• Task statement: Could you print, word for word, the rows from the line that contains "for man with" through the line that contains "[62,29,83,46]", leaving out the pictures?

(Bounding box annotation rows)
□ □ □ □ □

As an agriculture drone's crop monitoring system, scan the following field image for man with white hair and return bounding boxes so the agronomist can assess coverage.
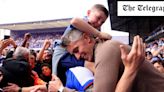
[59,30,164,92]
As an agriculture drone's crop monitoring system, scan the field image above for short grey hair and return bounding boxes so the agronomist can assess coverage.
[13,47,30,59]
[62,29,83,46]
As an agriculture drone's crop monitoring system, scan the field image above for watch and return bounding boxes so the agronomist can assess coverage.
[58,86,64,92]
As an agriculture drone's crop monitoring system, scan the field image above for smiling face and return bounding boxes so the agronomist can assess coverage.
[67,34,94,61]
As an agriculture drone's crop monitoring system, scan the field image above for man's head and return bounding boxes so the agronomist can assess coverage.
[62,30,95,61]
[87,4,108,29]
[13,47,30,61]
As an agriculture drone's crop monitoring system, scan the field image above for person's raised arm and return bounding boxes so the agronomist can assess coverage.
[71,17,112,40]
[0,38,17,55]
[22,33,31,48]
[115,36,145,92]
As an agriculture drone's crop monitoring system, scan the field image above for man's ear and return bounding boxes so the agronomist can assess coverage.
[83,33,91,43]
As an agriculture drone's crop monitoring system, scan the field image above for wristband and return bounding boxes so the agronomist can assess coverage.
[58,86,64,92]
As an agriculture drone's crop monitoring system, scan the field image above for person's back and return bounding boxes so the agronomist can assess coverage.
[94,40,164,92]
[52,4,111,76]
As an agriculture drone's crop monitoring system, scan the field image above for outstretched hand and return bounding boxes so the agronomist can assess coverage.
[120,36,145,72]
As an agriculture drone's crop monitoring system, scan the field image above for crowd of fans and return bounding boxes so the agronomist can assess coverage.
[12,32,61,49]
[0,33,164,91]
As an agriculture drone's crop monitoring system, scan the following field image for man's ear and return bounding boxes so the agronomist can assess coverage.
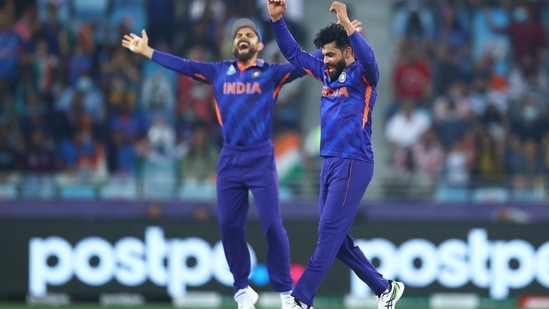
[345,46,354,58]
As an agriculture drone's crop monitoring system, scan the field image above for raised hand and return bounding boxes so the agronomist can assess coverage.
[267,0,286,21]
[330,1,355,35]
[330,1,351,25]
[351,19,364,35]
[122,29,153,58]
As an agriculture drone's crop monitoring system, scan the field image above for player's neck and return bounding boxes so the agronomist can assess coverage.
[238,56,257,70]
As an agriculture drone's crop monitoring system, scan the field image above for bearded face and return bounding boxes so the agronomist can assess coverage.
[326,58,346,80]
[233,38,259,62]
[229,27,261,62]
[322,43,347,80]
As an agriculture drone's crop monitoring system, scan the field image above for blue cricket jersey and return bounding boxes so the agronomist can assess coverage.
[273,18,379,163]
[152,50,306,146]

□ □ □ □ □

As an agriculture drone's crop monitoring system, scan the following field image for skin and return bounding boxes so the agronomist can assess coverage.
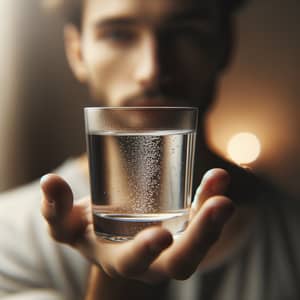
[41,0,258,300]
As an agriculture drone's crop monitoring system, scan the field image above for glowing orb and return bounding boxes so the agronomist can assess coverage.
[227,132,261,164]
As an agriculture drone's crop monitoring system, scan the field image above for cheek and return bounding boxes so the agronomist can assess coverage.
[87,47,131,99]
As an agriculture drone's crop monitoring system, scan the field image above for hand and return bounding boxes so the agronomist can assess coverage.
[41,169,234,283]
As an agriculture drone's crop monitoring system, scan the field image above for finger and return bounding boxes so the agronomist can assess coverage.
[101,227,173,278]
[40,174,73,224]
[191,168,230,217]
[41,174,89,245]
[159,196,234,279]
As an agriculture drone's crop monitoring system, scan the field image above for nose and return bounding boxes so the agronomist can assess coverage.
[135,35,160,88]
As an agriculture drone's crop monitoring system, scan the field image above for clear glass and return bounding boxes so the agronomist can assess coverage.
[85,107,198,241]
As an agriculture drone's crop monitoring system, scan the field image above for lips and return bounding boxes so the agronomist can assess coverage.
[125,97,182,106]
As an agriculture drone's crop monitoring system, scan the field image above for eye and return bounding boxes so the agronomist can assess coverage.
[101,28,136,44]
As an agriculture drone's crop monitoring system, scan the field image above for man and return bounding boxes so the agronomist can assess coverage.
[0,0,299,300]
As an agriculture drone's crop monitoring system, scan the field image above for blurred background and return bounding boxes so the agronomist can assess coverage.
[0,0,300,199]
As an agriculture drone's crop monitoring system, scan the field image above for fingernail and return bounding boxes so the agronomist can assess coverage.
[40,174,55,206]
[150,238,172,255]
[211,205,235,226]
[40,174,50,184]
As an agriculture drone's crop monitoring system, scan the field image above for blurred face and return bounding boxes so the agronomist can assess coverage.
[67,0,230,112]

□ □ □ □ □

• Answer to the task:
As an agriculture drone's crop monitoring system, scan the following field image for man with white hair and return bounding boxes so the agronomist can assess coverage.
[59,30,164,92]
As an agriculture drone's crop monitoring system, scan the field image above for short grey hair and return bounding boxes so the agronomist can assess coverage.
[13,47,30,59]
[62,29,83,46]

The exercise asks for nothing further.